-- Aim --
Set down exactly the lines from the one containing "Task: set a point on the brass instrument, one" through the end of the records below, both included, and nothing else.

-- Record set --
--*--

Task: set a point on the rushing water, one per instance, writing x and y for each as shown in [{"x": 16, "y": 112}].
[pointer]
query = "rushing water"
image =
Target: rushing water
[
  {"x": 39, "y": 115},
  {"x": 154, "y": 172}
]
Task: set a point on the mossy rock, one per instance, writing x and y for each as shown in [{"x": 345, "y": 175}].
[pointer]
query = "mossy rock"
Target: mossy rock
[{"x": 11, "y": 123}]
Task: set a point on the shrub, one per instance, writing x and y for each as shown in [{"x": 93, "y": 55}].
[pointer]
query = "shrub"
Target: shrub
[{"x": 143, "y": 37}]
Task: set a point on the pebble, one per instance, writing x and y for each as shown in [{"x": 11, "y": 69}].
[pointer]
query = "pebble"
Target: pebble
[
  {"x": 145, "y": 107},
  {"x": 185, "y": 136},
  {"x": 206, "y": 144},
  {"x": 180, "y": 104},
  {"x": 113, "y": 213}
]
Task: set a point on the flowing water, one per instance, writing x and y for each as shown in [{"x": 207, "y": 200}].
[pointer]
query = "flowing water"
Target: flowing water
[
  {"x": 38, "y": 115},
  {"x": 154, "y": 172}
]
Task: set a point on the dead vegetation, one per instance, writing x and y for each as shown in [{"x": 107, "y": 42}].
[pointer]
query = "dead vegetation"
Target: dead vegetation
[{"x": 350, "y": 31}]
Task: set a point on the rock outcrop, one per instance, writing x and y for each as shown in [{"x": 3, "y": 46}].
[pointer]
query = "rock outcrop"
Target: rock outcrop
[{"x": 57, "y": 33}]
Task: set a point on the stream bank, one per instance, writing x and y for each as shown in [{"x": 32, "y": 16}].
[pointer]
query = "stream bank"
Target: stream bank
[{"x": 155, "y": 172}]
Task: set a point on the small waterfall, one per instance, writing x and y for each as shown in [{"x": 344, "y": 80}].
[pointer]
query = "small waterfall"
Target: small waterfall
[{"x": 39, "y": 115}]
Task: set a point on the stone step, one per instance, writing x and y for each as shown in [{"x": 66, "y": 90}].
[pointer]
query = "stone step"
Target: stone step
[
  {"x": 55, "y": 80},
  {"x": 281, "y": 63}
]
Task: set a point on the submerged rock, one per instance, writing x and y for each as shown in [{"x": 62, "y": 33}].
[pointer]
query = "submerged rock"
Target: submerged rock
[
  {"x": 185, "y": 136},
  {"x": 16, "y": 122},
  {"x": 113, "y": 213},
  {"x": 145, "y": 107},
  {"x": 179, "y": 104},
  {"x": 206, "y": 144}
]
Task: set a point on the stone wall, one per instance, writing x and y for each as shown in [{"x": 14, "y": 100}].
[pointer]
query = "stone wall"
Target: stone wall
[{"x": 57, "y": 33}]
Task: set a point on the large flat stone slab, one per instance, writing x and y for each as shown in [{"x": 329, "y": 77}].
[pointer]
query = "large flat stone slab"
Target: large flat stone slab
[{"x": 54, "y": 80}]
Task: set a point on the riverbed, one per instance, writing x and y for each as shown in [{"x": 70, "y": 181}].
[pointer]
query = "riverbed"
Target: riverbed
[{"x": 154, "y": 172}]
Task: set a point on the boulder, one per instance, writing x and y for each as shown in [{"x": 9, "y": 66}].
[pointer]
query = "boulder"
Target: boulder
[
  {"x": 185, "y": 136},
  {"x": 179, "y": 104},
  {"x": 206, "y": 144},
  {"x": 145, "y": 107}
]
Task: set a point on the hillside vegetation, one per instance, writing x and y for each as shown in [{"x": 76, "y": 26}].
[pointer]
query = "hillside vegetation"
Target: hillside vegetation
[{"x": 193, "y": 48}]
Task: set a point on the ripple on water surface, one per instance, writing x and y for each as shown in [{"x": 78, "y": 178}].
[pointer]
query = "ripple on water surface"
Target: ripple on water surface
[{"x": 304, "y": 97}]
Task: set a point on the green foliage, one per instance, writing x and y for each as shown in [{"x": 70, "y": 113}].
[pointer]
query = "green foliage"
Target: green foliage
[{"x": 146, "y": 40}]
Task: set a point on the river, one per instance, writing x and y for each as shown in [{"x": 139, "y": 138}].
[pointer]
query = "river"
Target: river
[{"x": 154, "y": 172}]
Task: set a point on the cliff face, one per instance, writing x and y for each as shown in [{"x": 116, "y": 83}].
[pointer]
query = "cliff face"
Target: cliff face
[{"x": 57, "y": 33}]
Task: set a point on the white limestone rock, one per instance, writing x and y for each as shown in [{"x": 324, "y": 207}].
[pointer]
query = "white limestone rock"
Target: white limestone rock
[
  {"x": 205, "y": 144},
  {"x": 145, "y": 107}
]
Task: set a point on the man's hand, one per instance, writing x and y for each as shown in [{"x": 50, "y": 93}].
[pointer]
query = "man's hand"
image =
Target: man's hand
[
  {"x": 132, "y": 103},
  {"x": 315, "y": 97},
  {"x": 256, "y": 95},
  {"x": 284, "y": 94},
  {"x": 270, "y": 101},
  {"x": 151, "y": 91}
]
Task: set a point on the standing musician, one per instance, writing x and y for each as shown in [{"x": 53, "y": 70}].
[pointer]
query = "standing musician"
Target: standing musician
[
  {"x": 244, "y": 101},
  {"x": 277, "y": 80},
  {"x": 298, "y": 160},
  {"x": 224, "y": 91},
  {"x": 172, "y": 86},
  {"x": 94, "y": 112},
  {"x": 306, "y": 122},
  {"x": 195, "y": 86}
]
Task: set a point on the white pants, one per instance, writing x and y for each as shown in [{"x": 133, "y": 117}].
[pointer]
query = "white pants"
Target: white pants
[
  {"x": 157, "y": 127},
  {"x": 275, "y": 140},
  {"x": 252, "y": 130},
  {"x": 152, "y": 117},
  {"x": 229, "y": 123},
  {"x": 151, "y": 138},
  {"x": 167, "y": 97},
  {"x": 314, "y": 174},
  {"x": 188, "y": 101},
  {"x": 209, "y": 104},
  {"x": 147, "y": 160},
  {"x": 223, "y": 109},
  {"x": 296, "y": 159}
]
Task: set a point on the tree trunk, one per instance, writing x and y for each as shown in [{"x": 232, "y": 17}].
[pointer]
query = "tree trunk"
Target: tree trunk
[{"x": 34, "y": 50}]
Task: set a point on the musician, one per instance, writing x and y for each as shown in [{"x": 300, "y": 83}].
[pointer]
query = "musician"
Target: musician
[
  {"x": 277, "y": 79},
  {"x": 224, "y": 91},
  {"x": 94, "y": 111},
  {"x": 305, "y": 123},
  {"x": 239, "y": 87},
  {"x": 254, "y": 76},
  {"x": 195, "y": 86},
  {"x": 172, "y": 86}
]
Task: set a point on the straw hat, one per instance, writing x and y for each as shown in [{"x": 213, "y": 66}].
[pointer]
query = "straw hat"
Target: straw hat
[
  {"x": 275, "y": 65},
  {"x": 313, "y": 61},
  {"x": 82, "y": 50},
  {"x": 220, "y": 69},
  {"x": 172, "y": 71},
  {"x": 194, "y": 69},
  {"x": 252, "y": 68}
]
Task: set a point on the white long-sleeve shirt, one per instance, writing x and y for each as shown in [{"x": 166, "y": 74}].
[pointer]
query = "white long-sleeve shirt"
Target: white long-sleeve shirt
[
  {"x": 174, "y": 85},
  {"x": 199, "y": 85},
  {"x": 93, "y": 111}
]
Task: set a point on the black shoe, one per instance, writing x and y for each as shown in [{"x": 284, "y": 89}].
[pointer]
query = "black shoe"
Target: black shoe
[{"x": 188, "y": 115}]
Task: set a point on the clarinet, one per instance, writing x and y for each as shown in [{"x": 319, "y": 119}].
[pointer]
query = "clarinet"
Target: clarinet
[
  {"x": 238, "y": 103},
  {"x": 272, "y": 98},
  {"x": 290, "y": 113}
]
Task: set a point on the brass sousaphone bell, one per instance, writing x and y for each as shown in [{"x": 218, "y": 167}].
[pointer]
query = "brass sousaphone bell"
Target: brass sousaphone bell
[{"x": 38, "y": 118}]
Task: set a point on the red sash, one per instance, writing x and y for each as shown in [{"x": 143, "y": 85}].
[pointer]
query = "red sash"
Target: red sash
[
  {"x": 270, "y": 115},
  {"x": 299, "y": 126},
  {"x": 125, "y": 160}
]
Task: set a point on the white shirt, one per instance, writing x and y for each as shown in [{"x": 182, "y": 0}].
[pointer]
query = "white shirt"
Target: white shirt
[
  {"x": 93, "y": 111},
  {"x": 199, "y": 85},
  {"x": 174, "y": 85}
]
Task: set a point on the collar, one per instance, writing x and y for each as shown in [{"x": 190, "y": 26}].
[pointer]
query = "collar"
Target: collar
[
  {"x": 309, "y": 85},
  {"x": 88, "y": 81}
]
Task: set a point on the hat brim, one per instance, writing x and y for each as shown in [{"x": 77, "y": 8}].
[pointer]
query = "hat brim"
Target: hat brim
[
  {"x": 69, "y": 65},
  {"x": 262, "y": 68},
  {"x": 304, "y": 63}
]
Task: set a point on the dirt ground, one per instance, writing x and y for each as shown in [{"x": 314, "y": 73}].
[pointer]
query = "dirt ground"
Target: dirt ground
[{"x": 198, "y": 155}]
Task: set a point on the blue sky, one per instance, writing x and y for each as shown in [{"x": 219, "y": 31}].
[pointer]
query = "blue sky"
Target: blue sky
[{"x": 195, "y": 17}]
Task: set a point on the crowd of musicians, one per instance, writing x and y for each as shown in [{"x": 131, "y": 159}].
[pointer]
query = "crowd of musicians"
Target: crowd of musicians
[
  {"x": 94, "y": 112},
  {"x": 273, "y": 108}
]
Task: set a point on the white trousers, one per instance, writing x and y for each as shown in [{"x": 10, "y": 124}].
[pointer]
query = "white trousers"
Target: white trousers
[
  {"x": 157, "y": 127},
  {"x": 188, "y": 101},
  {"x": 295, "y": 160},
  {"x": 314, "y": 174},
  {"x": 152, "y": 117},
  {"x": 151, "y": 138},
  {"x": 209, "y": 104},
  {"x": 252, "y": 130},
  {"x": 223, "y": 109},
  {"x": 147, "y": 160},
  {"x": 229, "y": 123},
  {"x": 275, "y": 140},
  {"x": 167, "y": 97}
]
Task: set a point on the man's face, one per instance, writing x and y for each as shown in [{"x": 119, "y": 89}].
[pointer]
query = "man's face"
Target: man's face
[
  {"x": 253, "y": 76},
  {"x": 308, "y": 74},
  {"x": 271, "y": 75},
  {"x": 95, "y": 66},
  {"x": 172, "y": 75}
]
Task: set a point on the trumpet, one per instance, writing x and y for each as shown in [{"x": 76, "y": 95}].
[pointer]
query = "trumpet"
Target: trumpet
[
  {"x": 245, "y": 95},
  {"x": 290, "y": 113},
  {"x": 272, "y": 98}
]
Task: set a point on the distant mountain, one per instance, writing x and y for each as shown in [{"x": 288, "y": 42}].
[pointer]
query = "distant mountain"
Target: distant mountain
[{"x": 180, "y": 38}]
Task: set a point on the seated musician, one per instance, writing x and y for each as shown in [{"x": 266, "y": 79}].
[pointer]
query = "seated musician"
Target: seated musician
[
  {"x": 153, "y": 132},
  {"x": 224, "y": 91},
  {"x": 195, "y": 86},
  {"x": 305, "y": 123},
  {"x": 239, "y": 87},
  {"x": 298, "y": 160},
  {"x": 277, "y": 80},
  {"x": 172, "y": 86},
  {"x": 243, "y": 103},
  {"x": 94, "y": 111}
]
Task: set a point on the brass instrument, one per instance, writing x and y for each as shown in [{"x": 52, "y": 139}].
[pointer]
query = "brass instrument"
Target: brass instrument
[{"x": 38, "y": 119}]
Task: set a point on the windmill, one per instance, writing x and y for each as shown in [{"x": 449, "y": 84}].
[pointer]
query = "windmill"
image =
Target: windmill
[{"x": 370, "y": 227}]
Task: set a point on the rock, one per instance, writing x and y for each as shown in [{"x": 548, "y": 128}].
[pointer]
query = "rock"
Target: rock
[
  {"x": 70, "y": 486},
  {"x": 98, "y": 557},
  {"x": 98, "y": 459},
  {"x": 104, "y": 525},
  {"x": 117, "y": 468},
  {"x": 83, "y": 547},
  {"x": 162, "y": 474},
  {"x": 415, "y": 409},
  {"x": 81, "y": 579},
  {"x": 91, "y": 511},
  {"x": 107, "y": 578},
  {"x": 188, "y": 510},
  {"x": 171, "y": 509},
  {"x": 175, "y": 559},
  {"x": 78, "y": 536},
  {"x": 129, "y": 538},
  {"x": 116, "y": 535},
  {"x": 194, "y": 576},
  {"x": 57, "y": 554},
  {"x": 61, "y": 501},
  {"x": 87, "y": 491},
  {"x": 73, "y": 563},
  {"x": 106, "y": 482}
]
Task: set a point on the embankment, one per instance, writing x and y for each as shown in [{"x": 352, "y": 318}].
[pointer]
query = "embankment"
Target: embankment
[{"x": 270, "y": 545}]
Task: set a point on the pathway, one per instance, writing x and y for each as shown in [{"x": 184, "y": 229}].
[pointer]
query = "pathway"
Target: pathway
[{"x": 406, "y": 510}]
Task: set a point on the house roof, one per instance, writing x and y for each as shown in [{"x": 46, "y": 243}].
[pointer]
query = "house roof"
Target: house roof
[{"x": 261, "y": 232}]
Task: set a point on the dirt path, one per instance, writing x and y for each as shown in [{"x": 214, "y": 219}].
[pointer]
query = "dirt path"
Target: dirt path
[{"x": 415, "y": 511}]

--*--

-- Written answer --
Task: set a point on the brass instrument, one per instance, writing x and y for each as shown in [{"x": 52, "y": 139}].
[pointer]
query = "brass instrument"
Target: brass instrument
[{"x": 38, "y": 119}]
Task: set a point on the windmill, one per instance, writing x and y for each as shown in [{"x": 449, "y": 84}].
[pointer]
query = "windmill"
image =
Target: windmill
[{"x": 370, "y": 227}]
Task: set a point on the rock, one per instance, writing x and y for each as shown in [{"x": 548, "y": 128}].
[pointer]
query = "rock"
Target: rock
[
  {"x": 70, "y": 486},
  {"x": 98, "y": 557},
  {"x": 98, "y": 459},
  {"x": 104, "y": 525},
  {"x": 117, "y": 468},
  {"x": 83, "y": 547},
  {"x": 162, "y": 474},
  {"x": 415, "y": 409},
  {"x": 81, "y": 579},
  {"x": 91, "y": 511},
  {"x": 107, "y": 578},
  {"x": 188, "y": 510},
  {"x": 171, "y": 509},
  {"x": 175, "y": 559},
  {"x": 78, "y": 536},
  {"x": 129, "y": 538},
  {"x": 116, "y": 535},
  {"x": 194, "y": 576},
  {"x": 57, "y": 554},
  {"x": 61, "y": 501},
  {"x": 87, "y": 491},
  {"x": 73, "y": 563},
  {"x": 106, "y": 482}
]
Task: set a point on the embankment, one per instance, writing x and y for each as shown in [{"x": 352, "y": 318}].
[pointer]
query = "embankment"
Target: embankment
[{"x": 270, "y": 545}]
Task: set a point on the pathway, one per instance, writing x and y for each as shown in [{"x": 184, "y": 229}].
[pointer]
query = "pathway"
Target: pathway
[{"x": 406, "y": 510}]
Task: set a point on the house roof, one per instance, writing x and y for each as shown in [{"x": 46, "y": 243}].
[pointer]
query = "house roof"
Target: house roof
[{"x": 261, "y": 232}]
Task: set a point on the dirt path, one per instance, writing x and y for each as shown in [{"x": 214, "y": 219}].
[pointer]
query = "dirt path"
Target: dirt path
[{"x": 415, "y": 511}]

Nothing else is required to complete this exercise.